+++ Extracted data

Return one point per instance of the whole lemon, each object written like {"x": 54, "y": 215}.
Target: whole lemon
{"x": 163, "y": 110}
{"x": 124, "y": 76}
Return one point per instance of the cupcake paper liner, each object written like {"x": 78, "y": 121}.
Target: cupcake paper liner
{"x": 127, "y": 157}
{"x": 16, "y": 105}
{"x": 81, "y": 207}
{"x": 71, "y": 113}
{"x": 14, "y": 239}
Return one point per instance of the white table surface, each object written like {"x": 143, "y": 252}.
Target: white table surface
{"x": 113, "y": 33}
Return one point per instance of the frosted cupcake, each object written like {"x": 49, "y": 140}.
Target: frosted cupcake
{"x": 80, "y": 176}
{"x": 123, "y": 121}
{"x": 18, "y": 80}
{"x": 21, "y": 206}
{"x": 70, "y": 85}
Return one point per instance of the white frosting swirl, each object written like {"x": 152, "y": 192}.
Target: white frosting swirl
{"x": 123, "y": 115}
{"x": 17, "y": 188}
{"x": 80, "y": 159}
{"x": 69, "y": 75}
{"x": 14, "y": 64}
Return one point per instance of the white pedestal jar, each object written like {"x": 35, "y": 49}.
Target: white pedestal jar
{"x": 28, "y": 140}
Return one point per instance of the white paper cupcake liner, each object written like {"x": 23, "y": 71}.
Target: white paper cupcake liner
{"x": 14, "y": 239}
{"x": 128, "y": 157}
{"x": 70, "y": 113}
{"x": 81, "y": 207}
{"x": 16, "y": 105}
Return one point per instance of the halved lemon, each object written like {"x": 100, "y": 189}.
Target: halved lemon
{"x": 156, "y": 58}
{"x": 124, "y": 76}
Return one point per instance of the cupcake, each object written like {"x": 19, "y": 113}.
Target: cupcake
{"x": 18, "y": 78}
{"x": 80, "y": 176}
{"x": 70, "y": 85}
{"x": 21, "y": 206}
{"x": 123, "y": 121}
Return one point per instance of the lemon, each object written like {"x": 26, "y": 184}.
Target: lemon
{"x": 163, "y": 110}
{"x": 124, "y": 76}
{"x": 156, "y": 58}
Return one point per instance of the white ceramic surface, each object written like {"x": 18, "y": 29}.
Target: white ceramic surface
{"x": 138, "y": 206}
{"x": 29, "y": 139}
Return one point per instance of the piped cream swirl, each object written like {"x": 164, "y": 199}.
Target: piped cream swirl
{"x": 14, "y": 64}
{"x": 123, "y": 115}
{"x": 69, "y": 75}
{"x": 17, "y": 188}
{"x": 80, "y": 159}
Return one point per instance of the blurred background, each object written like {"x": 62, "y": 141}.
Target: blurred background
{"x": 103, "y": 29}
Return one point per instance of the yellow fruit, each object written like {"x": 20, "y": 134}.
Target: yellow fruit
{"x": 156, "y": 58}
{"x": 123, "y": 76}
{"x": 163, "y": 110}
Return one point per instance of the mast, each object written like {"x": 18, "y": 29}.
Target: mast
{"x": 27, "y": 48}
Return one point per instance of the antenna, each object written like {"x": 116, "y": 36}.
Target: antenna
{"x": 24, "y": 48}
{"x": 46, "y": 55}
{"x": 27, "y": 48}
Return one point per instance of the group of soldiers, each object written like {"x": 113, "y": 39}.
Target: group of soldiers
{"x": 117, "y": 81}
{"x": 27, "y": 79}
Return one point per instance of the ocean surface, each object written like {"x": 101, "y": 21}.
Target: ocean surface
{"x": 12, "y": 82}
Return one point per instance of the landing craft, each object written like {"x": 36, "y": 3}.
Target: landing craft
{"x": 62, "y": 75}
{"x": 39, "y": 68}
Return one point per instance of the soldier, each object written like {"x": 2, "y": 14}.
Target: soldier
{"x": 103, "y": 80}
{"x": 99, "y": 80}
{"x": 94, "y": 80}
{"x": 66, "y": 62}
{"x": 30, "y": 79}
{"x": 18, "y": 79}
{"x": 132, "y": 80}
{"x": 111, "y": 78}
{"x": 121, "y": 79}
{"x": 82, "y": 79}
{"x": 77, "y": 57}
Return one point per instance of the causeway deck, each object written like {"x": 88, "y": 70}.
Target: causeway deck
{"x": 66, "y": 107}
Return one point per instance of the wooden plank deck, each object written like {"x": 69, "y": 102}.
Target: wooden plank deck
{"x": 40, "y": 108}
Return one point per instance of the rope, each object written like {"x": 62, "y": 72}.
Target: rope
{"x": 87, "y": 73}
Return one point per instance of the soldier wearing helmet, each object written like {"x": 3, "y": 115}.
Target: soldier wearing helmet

++++++

All entries shown above should be printed again exactly.

◆ Right answer:
Return one point per instance of the whole lemon, each object written like {"x": 54, "y": 215}.
Target: whole lemon
{"x": 163, "y": 110}
{"x": 124, "y": 76}
Return one point per instance of the cupcake paper liner, each object written like {"x": 78, "y": 121}.
Target: cupcake paper liner
{"x": 127, "y": 157}
{"x": 16, "y": 105}
{"x": 81, "y": 207}
{"x": 71, "y": 113}
{"x": 14, "y": 239}
Return one point per instance of the white table surface, each object written like {"x": 143, "y": 252}.
Target: white table surface
{"x": 113, "y": 33}
Return one point per instance of the frosted cupcake, each object written like {"x": 49, "y": 140}.
Target: frosted cupcake
{"x": 80, "y": 176}
{"x": 123, "y": 121}
{"x": 18, "y": 80}
{"x": 21, "y": 206}
{"x": 70, "y": 85}
Return one point per instance of the white frosting swirl, each object written like {"x": 152, "y": 192}.
Target: white frosting swirl
{"x": 123, "y": 115}
{"x": 17, "y": 188}
{"x": 80, "y": 159}
{"x": 69, "y": 75}
{"x": 14, "y": 64}
Return one point per instance of the white pedestal jar, each object written like {"x": 35, "y": 49}.
Target: white pedestal jar
{"x": 28, "y": 140}
Return one point per instance of the white paper cupcake liner, each object written like {"x": 23, "y": 71}.
Target: white paper cupcake liner
{"x": 14, "y": 239}
{"x": 128, "y": 157}
{"x": 70, "y": 113}
{"x": 81, "y": 207}
{"x": 16, "y": 105}
Return one point per instance of the halved lemon, each object written like {"x": 100, "y": 189}.
Target: halved lemon
{"x": 156, "y": 58}
{"x": 124, "y": 76}
Return one point per instance of the cupcake, each object written like {"x": 19, "y": 113}.
Target: cupcake
{"x": 18, "y": 78}
{"x": 80, "y": 176}
{"x": 70, "y": 85}
{"x": 21, "y": 206}
{"x": 123, "y": 121}
Return one point per instance of the lemon, each object written like {"x": 26, "y": 184}.
Target: lemon
{"x": 163, "y": 110}
{"x": 124, "y": 76}
{"x": 156, "y": 58}
Return one point per instance of the white ceramic surface, each object written like {"x": 18, "y": 29}.
Target: white ceramic surface
{"x": 138, "y": 206}
{"x": 29, "y": 139}
Return one point per instance of the piped cream swirl, each object written like {"x": 164, "y": 199}.
Target: piped cream swirl
{"x": 14, "y": 64}
{"x": 123, "y": 115}
{"x": 69, "y": 75}
{"x": 17, "y": 188}
{"x": 80, "y": 159}
Return one point per instance of the blurred background, each object written like {"x": 62, "y": 141}.
Target: blurred background
{"x": 103, "y": 29}
Return one point per instance of the yellow fruit, each object written like {"x": 20, "y": 134}.
Target: yellow fruit
{"x": 156, "y": 58}
{"x": 123, "y": 76}
{"x": 163, "y": 110}
Return one point per instance of the mast, each object written like {"x": 18, "y": 29}.
Target: mast
{"x": 27, "y": 48}
Return one point per instance of the antenna, each object written like {"x": 116, "y": 36}.
Target: antenna
{"x": 24, "y": 48}
{"x": 46, "y": 55}
{"x": 27, "y": 48}
Return one point per instance of the group of soldiers, each object written like {"x": 113, "y": 39}.
Target: group of soldiers
{"x": 117, "y": 81}
{"x": 27, "y": 79}
Return one point per instance of the ocean surface, each object written like {"x": 101, "y": 21}.
Target: ocean surface
{"x": 12, "y": 82}
Return one point per instance of the landing craft, each object written like {"x": 36, "y": 3}.
Target: landing craft
{"x": 62, "y": 75}
{"x": 39, "y": 68}
Return one point per instance of the soldier, each object written like {"x": 2, "y": 14}.
Target: soldier
{"x": 103, "y": 80}
{"x": 99, "y": 80}
{"x": 94, "y": 80}
{"x": 66, "y": 62}
{"x": 30, "y": 79}
{"x": 18, "y": 79}
{"x": 132, "y": 80}
{"x": 111, "y": 78}
{"x": 121, "y": 79}
{"x": 82, "y": 79}
{"x": 77, "y": 57}
Return one point per instance of the causeway deck, each object written like {"x": 88, "y": 70}.
Target: causeway deck
{"x": 66, "y": 107}
Return one point per instance of the wooden plank deck, each object written like {"x": 69, "y": 102}.
Target: wooden plank deck
{"x": 40, "y": 108}
Return one point per instance of the rope, each object written like {"x": 62, "y": 72}.
Target: rope
{"x": 87, "y": 73}
Return one point per instance of the soldier wearing helmet, each object written like {"x": 3, "y": 115}.
Target: soldier wearing helmet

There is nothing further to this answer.